# [Extrait de page]
Le scoutisme français à l’épreuve de la guerre

Nous vous livrons ici un article encore jamais publié, qui avait été rédigé pour une revue d’histoire périgourdine.


Plus grand mouvement de jeunesse qui ait jamais existé à travers le monde, le scoutisme demeure vivace durant la Seconde Guerre Mondiale, en tant qu’association mais aussi par les responsabilités et les initiatives prises par les hommes et les femmes formés à son école.

Le scoutisme est une méthode d’éducation fondée sur la responsabilisation de l’adolescent et sur le contact avec la nature. Il est défini en Angleterre par le général Robert Baden-Powell qui organise un premier camp expérimental durant l’été 1907, sur l’île de Brownsea. La méthode décrite dans son livre Scouting for boys est rapidement reprise et appliquée par de nombreux éducateurs à travers le monde. En 1927, on comptabilisait déjà 9 millions de scouts dans 42 pays.

# [Données extraites]
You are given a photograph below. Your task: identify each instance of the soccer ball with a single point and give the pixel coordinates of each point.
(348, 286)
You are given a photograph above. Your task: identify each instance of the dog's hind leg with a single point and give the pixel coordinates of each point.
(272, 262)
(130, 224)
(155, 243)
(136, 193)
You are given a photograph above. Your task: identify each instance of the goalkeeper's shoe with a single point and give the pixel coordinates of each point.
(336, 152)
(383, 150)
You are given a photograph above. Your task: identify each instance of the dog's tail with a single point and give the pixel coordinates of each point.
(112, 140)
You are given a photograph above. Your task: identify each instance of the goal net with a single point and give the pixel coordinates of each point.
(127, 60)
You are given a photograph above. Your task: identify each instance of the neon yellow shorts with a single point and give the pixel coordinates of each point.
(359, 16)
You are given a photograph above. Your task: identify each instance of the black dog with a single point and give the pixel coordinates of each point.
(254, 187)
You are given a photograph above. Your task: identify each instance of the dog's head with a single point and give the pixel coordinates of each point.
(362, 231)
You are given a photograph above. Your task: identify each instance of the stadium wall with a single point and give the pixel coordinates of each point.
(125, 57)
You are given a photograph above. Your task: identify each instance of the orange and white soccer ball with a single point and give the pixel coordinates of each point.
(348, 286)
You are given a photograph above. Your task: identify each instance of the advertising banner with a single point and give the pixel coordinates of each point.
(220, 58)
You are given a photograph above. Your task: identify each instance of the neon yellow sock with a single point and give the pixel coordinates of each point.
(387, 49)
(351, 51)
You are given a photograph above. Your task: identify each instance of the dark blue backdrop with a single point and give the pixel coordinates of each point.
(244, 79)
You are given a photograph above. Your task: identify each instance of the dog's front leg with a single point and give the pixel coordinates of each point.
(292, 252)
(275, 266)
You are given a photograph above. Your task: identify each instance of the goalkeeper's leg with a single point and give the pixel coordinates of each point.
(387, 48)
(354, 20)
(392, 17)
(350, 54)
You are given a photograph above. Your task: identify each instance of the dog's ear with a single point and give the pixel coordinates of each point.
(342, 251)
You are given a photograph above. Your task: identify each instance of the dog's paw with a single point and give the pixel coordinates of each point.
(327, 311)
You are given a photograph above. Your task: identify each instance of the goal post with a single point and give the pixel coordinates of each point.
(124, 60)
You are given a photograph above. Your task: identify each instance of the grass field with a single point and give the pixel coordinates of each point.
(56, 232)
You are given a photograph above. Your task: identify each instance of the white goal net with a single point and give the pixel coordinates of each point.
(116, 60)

---

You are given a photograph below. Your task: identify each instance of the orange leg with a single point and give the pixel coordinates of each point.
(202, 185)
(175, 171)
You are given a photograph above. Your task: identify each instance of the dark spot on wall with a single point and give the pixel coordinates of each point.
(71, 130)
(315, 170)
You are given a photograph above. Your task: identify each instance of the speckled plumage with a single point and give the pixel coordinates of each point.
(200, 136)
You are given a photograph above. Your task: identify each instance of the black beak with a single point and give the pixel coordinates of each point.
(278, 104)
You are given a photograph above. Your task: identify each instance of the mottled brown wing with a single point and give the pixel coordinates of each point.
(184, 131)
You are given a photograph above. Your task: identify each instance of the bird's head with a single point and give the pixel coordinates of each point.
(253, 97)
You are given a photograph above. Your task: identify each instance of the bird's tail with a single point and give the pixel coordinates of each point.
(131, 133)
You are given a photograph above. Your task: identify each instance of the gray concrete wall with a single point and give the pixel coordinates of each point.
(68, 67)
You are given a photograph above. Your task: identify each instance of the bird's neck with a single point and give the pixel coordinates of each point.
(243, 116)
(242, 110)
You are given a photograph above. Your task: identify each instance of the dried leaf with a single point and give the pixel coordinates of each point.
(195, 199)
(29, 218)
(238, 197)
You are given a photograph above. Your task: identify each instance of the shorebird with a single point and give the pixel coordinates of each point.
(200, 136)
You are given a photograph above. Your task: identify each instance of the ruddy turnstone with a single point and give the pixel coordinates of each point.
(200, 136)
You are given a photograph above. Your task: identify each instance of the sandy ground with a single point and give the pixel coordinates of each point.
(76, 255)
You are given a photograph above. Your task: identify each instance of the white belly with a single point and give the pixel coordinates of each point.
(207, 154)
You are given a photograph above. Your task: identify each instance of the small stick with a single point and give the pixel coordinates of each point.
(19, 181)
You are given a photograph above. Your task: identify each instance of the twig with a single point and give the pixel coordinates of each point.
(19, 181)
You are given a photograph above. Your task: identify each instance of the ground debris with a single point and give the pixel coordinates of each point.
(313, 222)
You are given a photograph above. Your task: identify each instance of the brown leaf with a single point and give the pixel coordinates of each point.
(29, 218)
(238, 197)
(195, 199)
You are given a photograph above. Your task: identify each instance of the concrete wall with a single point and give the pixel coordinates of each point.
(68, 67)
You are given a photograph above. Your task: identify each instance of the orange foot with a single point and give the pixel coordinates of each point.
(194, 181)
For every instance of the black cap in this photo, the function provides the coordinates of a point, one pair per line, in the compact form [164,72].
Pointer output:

---

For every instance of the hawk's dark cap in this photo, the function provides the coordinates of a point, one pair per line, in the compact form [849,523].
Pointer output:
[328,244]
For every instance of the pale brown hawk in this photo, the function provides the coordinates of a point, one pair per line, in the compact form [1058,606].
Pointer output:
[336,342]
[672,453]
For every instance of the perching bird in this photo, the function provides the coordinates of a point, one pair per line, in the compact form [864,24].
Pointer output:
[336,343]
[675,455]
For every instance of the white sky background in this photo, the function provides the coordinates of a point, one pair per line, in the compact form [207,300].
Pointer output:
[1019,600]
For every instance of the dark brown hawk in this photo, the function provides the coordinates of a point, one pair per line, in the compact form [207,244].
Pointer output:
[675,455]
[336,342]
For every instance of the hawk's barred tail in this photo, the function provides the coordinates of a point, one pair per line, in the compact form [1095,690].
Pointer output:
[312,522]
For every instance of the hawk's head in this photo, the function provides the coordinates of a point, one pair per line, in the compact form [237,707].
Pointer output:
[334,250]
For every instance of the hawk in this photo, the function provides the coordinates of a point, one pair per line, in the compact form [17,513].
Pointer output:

# [Travail à effectuer]
1. Répondez aux questions suivantes à partir de l'article sur le scoutisme, en reprenant les repères (a), (b) et (c) :
(a) Pour quel type de revue l'article avait-il été rédigé ?
(b) En quelle année et en quel lieu Robert Baden-Powell organise-t-il un premier camp expérimental ?
(c) Combien de scouts comptait-on en 1927, et dans combien de pays ?
2. Prolongez l'article sur le scoutisme à partir de sa dernière phrase, dans le même registre.

# [Réponses]
1.
(a) Pour une revue d'histoire périgourdine.
(b) Durant l'été 1907, sur l'île de Brownsea.
(c) 9 millions de scouts, dans 42 pays.

2.
Baden-Powell organise les garçons en trois «branches» : les Louveteaux de huit à onze ans, les Scouts ou Eclaireurs de onze à dix-sept ans et les Routiers, de plus de dix-sept ans. Les Scouts sont organisés en troupes, sous la direction de quelques chefs et d’un aumônier. La troupe est elle-même divisée en patrouilles, équipes de sept ou huit garçons sous la responsabilité du plus grand. Les Routiers sont quant à eux organisés en clans tandis que les Louveteaux le sont en meutes. On trouve une organisation semblable chez les filles, que l’on nomme Guides.

En France, plusieurs associations se développent en fonction de leurs choix religieux. La plus importante est l’Association des Scouts de France, catholique, créée en 1920 par le jésuite Jacques Sevin. Son association est reconnue d’utilité publique le 27 avril 1927.

Dans les années trente, dans d’autres pays européens, la jeunesse est souvent embrigadée dans des mouvements qui copient les uniformes scouts, parfois aussi une partie de la méthode, totalement détournée. C’est le cas de l’Allemagne d’Hitler qui tente de faire reconnaître sa Hitlerjugend par l’Organisation Mondiale du Scoutisme et interdit tout mouvement scout. Le salut brandi, utilisé depuis toujours par les scouts, s’en trouve détourné. Les chants même sont repris et adaptés, à commencer par le chant de la Promesse, chanté lors de la cérémonie d’engagement.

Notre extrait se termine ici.